*Your task:*
Give the entries again, word for word.

*Data to process:*
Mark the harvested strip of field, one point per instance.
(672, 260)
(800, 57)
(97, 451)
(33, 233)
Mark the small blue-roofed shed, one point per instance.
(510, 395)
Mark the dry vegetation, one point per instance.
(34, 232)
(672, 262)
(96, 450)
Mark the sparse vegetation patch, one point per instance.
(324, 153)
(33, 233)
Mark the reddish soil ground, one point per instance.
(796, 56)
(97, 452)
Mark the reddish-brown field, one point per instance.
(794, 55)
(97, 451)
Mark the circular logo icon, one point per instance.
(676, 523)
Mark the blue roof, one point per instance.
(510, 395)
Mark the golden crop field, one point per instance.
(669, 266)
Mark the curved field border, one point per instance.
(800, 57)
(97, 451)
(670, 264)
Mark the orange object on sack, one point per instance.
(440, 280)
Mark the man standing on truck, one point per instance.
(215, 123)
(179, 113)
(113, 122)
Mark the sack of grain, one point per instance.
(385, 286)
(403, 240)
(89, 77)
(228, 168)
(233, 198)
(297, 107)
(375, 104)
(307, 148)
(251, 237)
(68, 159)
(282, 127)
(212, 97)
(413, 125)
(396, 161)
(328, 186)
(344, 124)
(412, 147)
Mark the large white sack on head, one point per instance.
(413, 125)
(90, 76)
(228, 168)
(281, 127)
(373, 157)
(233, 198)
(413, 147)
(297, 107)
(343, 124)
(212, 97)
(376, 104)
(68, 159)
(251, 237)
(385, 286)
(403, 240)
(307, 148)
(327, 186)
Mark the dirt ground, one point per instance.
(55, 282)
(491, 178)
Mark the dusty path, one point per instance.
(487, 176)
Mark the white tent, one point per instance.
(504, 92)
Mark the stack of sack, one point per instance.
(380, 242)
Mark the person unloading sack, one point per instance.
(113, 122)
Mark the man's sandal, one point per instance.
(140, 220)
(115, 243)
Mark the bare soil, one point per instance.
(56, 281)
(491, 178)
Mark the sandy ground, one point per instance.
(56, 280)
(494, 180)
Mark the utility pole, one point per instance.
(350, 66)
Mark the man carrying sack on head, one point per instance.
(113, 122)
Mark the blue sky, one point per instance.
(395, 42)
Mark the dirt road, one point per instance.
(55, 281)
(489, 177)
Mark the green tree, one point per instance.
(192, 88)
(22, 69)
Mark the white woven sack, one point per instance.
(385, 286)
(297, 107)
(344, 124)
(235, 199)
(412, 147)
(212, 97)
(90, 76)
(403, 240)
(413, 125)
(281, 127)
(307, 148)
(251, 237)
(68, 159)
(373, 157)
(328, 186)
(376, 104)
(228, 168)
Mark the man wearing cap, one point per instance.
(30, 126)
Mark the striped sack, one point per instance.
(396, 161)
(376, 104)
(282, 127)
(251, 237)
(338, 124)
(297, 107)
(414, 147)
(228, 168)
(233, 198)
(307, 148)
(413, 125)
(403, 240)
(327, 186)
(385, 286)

*Full answer:*
Mark the harvested strip of field, one point per instance.
(672, 260)
(800, 57)
(97, 451)
(33, 233)
Mark the small blue-roofed shed, one point per instance.
(510, 395)
Mark the dry vegetation, one point per instance.
(34, 232)
(672, 262)
(96, 450)
Mark the sparse vegetation patch, one point per instance.
(324, 153)
(33, 233)
Mark the reddish soil ground, one point per instance.
(796, 56)
(97, 452)
Mark the reddish-brown field, one point per instance.
(794, 55)
(97, 451)
Mark the circular logo icon, one point per instance.
(676, 523)
Mark the blue roof, one point per instance.
(510, 395)
Mark the golden crop field, one point per instance.
(669, 266)
Mark the curved field border, one point per instance.
(800, 57)
(97, 451)
(670, 264)
Mark the orange object on sack, one point per instance.
(440, 280)
Mark the man standing on truck, one point per instance.
(215, 123)
(179, 113)
(113, 122)
Mark the sack of grain, one point per instance.
(385, 286)
(403, 240)
(89, 77)
(228, 168)
(233, 198)
(297, 107)
(375, 104)
(307, 148)
(251, 237)
(68, 159)
(282, 127)
(212, 97)
(413, 125)
(396, 161)
(328, 186)
(344, 124)
(412, 147)
Mark the large white sack on head, one point per instance.
(413, 125)
(90, 76)
(228, 168)
(281, 127)
(373, 157)
(233, 198)
(413, 147)
(297, 107)
(343, 124)
(212, 97)
(376, 104)
(68, 159)
(251, 237)
(385, 286)
(403, 240)
(307, 148)
(327, 186)
Mark the dirt ground, one point per instance.
(55, 282)
(491, 178)
Mark the dusty path, one point per instance.
(487, 176)
Mark the white tent, one point per instance.
(504, 92)
Mark the stack of sack, one point per instance.
(380, 242)
Mark the person unloading sack, one point per instance.
(113, 122)
Mark the man's sandal, one point per instance.
(140, 220)
(115, 243)
Mark the bare soil, one point per instance.
(56, 281)
(491, 178)
Mark the sandy ground, one point per instance.
(56, 280)
(494, 180)
Mark the utility pole, one point per instance.
(350, 66)
Mark the man carrying sack on head, one point per instance.
(113, 122)
Mark the blue sky, one point per instance.
(395, 42)
Mark the dirt road, one point per instance.
(55, 281)
(489, 177)
Mark the green tree, one point per instance.
(192, 88)
(22, 69)
Mark the white woven sack, one point per instance.
(385, 286)
(297, 107)
(344, 124)
(235, 199)
(412, 147)
(212, 97)
(90, 76)
(403, 240)
(413, 125)
(281, 127)
(307, 148)
(251, 237)
(68, 159)
(373, 157)
(328, 186)
(376, 104)
(228, 168)
Mark the man wearing cap, one point per instance.
(30, 126)
Mark the striped sack, one point per instance.
(396, 161)
(376, 104)
(282, 127)
(251, 237)
(338, 124)
(297, 107)
(414, 147)
(228, 168)
(233, 198)
(307, 148)
(413, 125)
(403, 240)
(327, 186)
(385, 286)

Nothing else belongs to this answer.